═════ Supplied records

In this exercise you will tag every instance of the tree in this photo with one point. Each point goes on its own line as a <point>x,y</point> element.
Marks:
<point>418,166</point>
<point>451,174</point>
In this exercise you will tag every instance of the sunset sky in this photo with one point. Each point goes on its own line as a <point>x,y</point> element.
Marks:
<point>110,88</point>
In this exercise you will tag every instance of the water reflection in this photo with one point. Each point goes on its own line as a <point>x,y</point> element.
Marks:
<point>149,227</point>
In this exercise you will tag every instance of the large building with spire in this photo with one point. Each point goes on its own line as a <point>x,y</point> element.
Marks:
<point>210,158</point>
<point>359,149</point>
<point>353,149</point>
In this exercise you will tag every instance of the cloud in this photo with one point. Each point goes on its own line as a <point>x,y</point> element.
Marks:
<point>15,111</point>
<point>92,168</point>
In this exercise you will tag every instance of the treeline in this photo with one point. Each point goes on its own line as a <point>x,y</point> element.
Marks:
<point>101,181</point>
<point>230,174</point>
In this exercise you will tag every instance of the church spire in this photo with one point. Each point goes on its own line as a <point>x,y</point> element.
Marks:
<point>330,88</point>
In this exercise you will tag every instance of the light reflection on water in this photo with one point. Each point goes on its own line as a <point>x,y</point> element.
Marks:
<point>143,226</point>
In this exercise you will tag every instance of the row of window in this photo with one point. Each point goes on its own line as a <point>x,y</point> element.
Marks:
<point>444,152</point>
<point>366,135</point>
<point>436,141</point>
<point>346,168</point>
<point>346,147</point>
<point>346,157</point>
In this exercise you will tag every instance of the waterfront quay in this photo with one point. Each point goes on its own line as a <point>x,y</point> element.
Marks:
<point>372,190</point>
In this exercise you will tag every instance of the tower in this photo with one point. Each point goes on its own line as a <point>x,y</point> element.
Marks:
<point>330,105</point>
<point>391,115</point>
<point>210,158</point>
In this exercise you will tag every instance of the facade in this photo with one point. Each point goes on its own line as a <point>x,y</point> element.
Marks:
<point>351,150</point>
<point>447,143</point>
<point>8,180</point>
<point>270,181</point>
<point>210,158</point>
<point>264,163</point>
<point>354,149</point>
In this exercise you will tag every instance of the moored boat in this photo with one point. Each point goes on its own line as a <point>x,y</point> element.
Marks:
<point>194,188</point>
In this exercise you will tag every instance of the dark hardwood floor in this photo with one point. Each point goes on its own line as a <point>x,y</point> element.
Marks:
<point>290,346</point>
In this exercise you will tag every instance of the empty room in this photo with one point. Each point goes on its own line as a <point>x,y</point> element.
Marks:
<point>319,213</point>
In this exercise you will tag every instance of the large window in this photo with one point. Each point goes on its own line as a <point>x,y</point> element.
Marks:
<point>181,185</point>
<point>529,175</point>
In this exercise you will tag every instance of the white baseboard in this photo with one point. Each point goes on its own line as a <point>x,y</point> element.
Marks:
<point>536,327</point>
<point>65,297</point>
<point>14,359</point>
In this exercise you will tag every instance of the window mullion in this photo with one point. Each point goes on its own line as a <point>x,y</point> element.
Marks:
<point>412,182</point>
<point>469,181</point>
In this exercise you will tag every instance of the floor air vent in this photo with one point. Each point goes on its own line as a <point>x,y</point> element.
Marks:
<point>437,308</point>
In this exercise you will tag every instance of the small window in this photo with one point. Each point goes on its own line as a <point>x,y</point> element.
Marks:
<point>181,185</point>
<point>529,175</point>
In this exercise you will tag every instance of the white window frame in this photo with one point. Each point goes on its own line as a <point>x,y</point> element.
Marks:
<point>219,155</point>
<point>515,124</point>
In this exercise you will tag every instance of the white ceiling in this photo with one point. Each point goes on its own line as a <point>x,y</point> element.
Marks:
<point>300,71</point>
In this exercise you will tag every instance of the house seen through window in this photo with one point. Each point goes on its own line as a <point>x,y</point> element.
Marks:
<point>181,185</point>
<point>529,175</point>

══════════

- **Requirement**: Search the records for lines holding the word "white", then copy each line you find.

- **Answer to this exercise**:
In this exercise you will tag every instance of the white baseboard in this photo with one point. Each point goes on its own line as a <point>x,y</point> element.
In this exercise you will tag every instance of the white window frame in this photo with one point. Each point goes on its own line as a <point>x,y</point> element.
In this exercise you will tag every instance of the white ceiling in this photo with one point. Each point goes on its own line as a <point>x,y</point> element.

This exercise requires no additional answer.